### Selected extract
•••••

Installation shot of Erdkunde I, II, II, 1986 via Spruth Magers, price upon request

Hanne Darboven’s installation Erdkunde I, II, III (Geography I, II, III) (1986) takes over the whole surface of the main space at the Berliner headquarter of Sprüth Magers. About 700 equally framed panels, hanged from top to bottom and from left to right of the wall, depict her characteristic “asemic” notes combined with alphabetically sorted city names, as well as technical imagery preceded by correspondent indexes. All facts were extracted from entries about the “Earth” or “Geography” in selected encyclopedic books and serve as homage to the figure of Alexander von Humboldt and his epistemological approach towards natural and cultural history. In the room, ten, old-fashioned classroom displays are distributed assigning more spatiality to the work. The Hamburg-born conceptual artist was permanently concerned by creating her own particular system of ordering knowledge and compiling as much of it as possible, creating over the years a whole personal encyclopedic body.

 

ANNE IMHOF
Imagine, Galerie Buchholz
September 13 – October 26, 2019

  Installation view of Imagine, via Buschholz, price upon request

Anne Imhof’s mise-en-scènes are seemingly already part of the collective memory, as the images of her durational performances flooded instagram feeds through their presentations at the Venice Biennial, Tate Modern or Hamburger Bahnhof among others. In her first solo exhibition at Buchholz’s Berliner base “Imagine,” the emphasis is though on the gadgets that usually stay at the service of the performances. As stated in Kerstin Stakemeier’s press release, Anne Imhof “sinks the horizon of an unbearable everydayness,” which “dominates a pictorial space whose surfaces are painted but also sprayed, printed, scratched.” Besides the elevated platforms, targets, and skull-bongs, a series of wall works repeatedly depict flipped images of catastrophes, as well as other abstract, orange and black, aluminium and acrylic works. Those work’s surfaces are scratched like in an vandalic attempt, as in the tryptic Untitled (Imagine).

CHRISTOPHER KULENDRAN THOMAS & ANNIKA KUHLMAN 
Ground Zero, Schinkel Pavillon
September 11 – December 15, 2019 

Still from Being Human, 2019

In this new iteration of Christopher Kulendran Thomas and Annika Kuhlmann’s ongoing collaboration there is an overarching question asked: what shall post-human rights be? Through “Ground Zero,” they examine the ambivalence of human rights and the essential question of whom those rights are attributed to or, what it actually means to be considered human in order to “deserve” them. The project composed of the film Being Human (2019) and “a show-within-a-show” by prominent Sri-Lankan artists, traces a relation between the geopolitical conflicts, art market and globalization, questioning issues of authenticity in a contemporary context dominated by AI and computational systems. The film is projected on a big scale screen set in the middle of the room, dividing the space in two and intermittently allowing to see through it and discover the group of sculptures and paintings behind it in Kulendran Thomas and Kuhlmann’s first institutional presentation in Berlin.

•••••

### Supplied records

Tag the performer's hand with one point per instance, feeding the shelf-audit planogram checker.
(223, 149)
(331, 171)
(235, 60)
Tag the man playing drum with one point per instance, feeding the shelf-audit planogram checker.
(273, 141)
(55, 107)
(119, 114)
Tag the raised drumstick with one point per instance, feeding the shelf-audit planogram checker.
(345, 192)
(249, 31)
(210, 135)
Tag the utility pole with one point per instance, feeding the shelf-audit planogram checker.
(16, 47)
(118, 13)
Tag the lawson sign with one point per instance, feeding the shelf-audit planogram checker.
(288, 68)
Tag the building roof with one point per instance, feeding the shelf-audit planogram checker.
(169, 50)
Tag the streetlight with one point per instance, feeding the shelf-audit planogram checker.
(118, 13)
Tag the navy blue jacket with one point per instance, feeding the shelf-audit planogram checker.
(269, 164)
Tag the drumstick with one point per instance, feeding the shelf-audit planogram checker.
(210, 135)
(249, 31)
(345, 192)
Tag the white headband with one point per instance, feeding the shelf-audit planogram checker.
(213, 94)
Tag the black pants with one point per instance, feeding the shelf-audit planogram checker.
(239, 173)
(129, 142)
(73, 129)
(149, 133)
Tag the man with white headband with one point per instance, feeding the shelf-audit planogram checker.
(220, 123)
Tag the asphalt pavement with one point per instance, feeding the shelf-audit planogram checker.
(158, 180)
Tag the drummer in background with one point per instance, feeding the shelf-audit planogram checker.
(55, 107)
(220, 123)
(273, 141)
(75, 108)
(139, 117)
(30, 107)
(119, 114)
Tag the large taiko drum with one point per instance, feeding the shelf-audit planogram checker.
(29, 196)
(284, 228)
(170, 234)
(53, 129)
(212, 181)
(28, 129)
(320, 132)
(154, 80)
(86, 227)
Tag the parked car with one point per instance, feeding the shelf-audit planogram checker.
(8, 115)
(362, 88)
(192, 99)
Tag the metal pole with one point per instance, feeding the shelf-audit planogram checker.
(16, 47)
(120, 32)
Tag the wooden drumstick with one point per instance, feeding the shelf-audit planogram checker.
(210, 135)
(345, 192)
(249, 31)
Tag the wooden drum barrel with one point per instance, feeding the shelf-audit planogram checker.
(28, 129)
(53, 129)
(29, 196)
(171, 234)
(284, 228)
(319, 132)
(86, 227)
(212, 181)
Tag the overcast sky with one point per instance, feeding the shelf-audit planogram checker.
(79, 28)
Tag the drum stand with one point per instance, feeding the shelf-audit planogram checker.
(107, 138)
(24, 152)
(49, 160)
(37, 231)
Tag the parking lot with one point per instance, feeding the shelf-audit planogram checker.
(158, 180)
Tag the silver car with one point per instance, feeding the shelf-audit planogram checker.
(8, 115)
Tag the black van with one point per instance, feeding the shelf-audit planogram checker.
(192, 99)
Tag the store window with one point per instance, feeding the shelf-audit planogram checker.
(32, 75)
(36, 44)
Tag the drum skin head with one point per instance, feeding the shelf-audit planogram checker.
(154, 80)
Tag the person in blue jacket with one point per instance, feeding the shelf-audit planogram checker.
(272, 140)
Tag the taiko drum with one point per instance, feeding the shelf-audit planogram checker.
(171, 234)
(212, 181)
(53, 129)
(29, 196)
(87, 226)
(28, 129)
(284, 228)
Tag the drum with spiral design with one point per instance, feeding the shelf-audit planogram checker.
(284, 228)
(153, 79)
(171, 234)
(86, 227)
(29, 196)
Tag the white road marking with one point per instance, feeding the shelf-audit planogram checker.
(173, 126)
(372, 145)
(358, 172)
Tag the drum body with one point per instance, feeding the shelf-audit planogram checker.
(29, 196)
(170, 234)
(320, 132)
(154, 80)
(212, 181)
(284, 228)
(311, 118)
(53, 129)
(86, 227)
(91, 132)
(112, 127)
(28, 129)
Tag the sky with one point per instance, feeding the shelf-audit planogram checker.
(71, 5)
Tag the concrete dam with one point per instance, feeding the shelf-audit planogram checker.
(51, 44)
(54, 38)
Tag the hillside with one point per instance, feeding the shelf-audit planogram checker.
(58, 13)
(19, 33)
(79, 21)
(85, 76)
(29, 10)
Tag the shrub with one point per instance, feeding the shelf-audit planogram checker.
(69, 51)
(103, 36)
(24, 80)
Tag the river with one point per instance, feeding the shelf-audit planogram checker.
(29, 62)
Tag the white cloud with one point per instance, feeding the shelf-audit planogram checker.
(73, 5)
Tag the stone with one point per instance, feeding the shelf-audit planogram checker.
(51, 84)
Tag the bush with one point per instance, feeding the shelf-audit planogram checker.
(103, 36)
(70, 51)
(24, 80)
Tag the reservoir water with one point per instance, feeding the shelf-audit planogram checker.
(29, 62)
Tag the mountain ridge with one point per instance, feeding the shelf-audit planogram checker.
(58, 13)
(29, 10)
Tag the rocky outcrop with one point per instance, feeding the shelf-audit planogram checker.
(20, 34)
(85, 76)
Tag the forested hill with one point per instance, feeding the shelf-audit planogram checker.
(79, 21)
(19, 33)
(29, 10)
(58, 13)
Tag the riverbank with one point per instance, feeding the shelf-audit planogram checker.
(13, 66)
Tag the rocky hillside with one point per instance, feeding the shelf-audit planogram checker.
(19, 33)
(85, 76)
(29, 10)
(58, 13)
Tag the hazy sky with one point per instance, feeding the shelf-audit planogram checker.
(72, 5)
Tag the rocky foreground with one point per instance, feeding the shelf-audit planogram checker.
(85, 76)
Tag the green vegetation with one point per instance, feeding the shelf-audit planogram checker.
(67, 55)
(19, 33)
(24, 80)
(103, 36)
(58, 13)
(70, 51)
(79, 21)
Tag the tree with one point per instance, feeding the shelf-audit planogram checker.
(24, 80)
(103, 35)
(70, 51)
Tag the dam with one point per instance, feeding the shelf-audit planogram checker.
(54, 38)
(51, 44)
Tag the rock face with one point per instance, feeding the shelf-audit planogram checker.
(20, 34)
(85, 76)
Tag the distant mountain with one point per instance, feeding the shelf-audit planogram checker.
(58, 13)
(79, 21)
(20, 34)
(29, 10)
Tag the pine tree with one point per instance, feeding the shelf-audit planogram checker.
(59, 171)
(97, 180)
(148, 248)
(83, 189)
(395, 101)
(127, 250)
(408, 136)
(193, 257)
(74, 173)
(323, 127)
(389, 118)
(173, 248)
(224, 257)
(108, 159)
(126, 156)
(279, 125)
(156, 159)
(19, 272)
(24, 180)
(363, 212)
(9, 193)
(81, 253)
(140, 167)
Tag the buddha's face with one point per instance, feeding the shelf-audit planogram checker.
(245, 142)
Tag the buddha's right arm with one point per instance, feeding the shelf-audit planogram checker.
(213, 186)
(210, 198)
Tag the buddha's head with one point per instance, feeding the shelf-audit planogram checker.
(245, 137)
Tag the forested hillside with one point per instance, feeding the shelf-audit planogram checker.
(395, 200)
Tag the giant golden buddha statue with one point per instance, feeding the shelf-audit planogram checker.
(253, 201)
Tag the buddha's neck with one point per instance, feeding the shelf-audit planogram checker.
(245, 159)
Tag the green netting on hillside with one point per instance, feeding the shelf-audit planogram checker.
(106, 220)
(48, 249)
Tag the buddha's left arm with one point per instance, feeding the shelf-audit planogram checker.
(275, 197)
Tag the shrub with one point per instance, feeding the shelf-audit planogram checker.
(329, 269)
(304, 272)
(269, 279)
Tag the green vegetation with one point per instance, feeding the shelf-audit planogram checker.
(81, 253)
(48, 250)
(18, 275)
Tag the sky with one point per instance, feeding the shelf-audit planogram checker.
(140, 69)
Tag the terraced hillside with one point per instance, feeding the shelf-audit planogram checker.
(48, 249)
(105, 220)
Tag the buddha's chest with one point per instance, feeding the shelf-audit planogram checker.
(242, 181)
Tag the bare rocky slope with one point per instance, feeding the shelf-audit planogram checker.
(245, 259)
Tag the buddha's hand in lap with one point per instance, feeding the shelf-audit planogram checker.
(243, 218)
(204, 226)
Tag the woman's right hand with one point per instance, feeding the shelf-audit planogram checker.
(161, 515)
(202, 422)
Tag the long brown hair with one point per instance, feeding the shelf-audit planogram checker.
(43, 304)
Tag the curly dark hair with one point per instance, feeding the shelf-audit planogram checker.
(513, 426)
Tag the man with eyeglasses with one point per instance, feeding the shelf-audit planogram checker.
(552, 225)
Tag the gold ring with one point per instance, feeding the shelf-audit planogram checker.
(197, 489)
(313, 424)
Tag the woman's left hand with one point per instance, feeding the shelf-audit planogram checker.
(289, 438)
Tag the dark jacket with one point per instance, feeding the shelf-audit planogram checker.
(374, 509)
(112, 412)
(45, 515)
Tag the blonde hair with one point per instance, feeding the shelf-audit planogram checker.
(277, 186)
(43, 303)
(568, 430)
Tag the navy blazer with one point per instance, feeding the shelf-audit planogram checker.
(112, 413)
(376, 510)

•••••

### Aim of the task
Extend the review of Berlin gallery exhibitions from its final sentence.

### Exercise output
 IMAN ISSA
Book of Facts, Daad Galerie
September 10 – November 10, 2019

Untitled,  installation view, 2019, price upon request

Nadiya was a Kuwaiti teenager presented by the media as a witness of the horrors by Iraqi soldiers in her country, but she turned out to be a governmental hook to justify USA’s participation in the Gulf War. In Iman Issa’s solo exhibition “The Book of Facts,” a short clip showing Nadiya’s testimony and the media discovery that this was faked is presented next to a textual description of an unrevealed painting on an A4 paper nailed on the wall. Untitled is the name of both the painting and of Issa’s work and, the logic of combining a filmic/sculptural element with a short textual description on an A4 applies to all works in her series Lexicon (2012-2019), whose colophon is to be seen at Daad among other previous works. Issas’ presentations refuse to offer clear indications or definite conclusions. They rather open up questions of what is it in our surrounding narratives that awaken our trust and familiarity. Her game of associations plays with collective and personal memory, inviting the viewer to fill the gaps and interpret the works using their own “familiar bodies of knowledge, experience fantasy and fear,” in Mélanie Roumiguière’s words.

ARIANE MULLER
AN, Schiefe Zähne
September 7 to October 18, 2019

 Ariane Müller, Other Places (Vernon Lee), 2019, Price upon request

Ariane Müller’s Other Places is a series of pastels on acrylic cardboards, serially hanged in a flawless line and uniformly depicting skeletons dressed in diverse fashions in front of a black background. The series, made especially for this presentation at Schiefe Zähne, started in the summer of 2019 and was triggered by the anger that a 17th century depiction of a woman on a moralistic damnation painting awoke in Müller. No specific gender can be attributed to the portrayed figures in her pictures. If anything, it can eventually be deduced by the external attributes and the titles. References to the old painting masters, British author Vernon Lee, as well as the certain garment features or the public pool Prinzenbad—so popular among the artistic community—season the general mournfulness of the motifs with smart humoristic winks.

CHIHYING MUSQUIQUI
Berlin Art Prize, Very projects
August 30 – September 30, 2019

Still from The Sculpture, 2018-19, c/o artist

The two-channel video The Sculpture (2018/19), alternates two narratives: the creation of an African Art Museum in Togo by a Chinese collector and a brief history of colonial appropriation and trade of African artifacts by the west. Musquiqui Chihying (b. Taipei, 1985) appears in the film in André Malraux’s fashion, yet dealing with his own collection of images, which includes archive material mixed with popular culture imagery. For his exhibition at Very Project Musquiqui deals with politics of appropriation involving Asia, Africa and the West, using the year 1936 as a key connection between the works. In this year Walter Benjamin’s essay “L’œuvre d’art à l’époque de sa reproduction mécanisée” was published, which influenced Malraux’s analysis in his pictorial essay “Musée Imaginaire” was based.

Also, in 1936 Korean athlete Sohn Keih-Chung beat a record and won the gold medal in the Berlin Olympics, under Japan’s flag though—as Korea was Japanese at the time. His silent protest during the ceremony appeared in the cult film Leni Riefenstahl produced for the National Socialist regime and is the motif of the 16mm film The Camera (2016), yet from Riefenstahl’s perspective during the recording of this passage, which appeared as symbolic and politically conflicting for Japanese and Korean viewers yet invisible to the ignorant eye.